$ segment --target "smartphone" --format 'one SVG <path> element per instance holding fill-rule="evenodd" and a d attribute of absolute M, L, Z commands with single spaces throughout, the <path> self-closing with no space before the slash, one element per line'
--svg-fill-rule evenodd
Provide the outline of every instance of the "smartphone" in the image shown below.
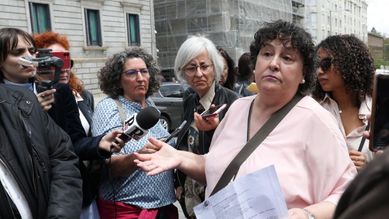
<path fill-rule="evenodd" d="M 369 147 L 376 151 L 389 146 L 389 73 L 374 74 L 372 97 Z"/>
<path fill-rule="evenodd" d="M 203 119 L 210 117 L 211 116 L 214 116 L 219 114 L 219 113 L 222 110 L 227 108 L 227 104 L 215 106 L 215 107 L 208 108 L 206 110 L 200 114 L 200 115 L 201 115 L 201 117 Z"/>
<path fill-rule="evenodd" d="M 71 65 L 70 53 L 69 51 L 50 51 L 46 50 L 51 50 L 39 49 L 38 50 L 38 52 L 35 54 L 35 57 L 37 58 L 40 58 L 45 57 L 48 55 L 52 55 L 53 56 L 61 58 L 64 60 L 64 65 L 62 66 L 62 68 L 61 68 L 61 70 L 67 70 L 68 69 L 70 69 Z M 52 68 L 52 71 L 54 71 L 55 70 L 55 68 Z"/>
<path fill-rule="evenodd" d="M 177 128 L 176 128 L 176 130 L 174 130 L 174 131 L 172 132 L 172 133 L 170 134 L 170 135 L 167 136 L 167 137 L 165 139 L 165 141 L 163 142 L 168 143 L 169 142 L 169 141 L 172 140 L 172 138 L 174 138 L 176 135 L 177 135 L 177 134 L 178 134 L 178 132 L 179 132 L 179 131 L 180 131 L 181 129 L 182 129 L 182 128 L 184 128 L 184 126 L 185 125 L 186 123 L 186 120 L 184 120 L 184 121 L 182 122 L 182 123 L 181 123 L 181 125 L 180 125 Z"/>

******

## [GOAL OF THE EXERCISE]
Could you copy each entry above word for word, leaving out the picture?

## [OUTPUT FOR THIS EXERCISE]
$ segment --target "smartphone" --format 'one SVG <path> element per instance holding fill-rule="evenodd" and a d attribute of absolute M, L, Z commands with single spaces throughout, the <path> self-closing with no space before the slash, one element per line'
--svg-fill-rule evenodd
Provide the outline of every instance of the "smartphone" in the image shown below.
<path fill-rule="evenodd" d="M 369 147 L 376 151 L 389 146 L 389 73 L 374 74 L 372 97 Z"/>
<path fill-rule="evenodd" d="M 203 119 L 210 117 L 211 116 L 214 116 L 219 114 L 219 113 L 222 110 L 227 108 L 227 104 L 215 106 L 215 107 L 208 108 L 206 110 L 200 114 L 200 115 L 201 115 L 201 117 Z"/>
<path fill-rule="evenodd" d="M 71 65 L 70 53 L 69 51 L 50 51 L 46 50 L 51 50 L 39 49 L 38 50 L 38 52 L 35 54 L 35 57 L 37 58 L 40 58 L 45 57 L 48 55 L 52 55 L 53 56 L 61 58 L 64 60 L 64 65 L 62 66 L 62 68 L 61 68 L 61 70 L 67 70 L 68 69 L 70 69 Z M 52 68 L 52 71 L 54 71 L 55 70 L 55 68 Z"/>
<path fill-rule="evenodd" d="M 177 128 L 176 128 L 176 130 L 174 130 L 174 131 L 172 132 L 172 133 L 170 134 L 170 135 L 167 136 L 167 137 L 165 139 L 165 141 L 163 142 L 168 143 L 169 142 L 169 141 L 172 140 L 172 138 L 174 138 L 176 135 L 177 135 L 177 134 L 178 134 L 178 132 L 179 132 L 179 131 L 180 131 L 181 129 L 182 129 L 182 128 L 184 128 L 184 126 L 185 125 L 186 123 L 186 120 L 184 120 L 184 121 L 182 122 L 182 123 L 181 123 L 181 125 L 180 125 Z"/>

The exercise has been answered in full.